--- start DATA SHOWN ---

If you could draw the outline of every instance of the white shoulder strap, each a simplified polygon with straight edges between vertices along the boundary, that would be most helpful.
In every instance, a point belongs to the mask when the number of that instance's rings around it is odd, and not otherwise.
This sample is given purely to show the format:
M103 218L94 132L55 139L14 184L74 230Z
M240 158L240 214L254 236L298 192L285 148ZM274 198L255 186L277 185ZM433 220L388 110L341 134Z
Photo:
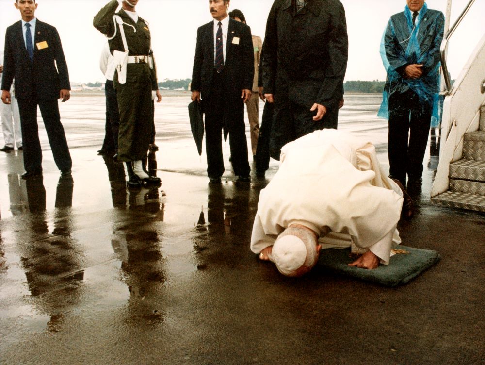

--- end DATA SHOWN ---

→ THE TASK:
Convert every line of the entries above into a Markdown table with the columns "Index" and "Text", numbering each line and omitting blank lines. Leave the pictures out of the answer.

→ RESPONSE:
| Index | Text |
|---|---|
| 1 | If you could draw the outline of every instance of the white shoulder strap, each a simplified polygon with straight edges between vertices along the boundary, that would be most helpful. |
| 2 | In every instance, a point belongs to the mask when the number of that instance's rings around it is odd, and not otherwise. |
| 3 | This sample is given purely to show the format: |
| 4 | M103 218L94 132L55 139L14 184L74 230Z |
| 5 | M240 158L240 214L254 236L298 192L285 148ZM274 198L255 186L277 185ZM433 220L388 110L341 134Z |
| 6 | Photo: |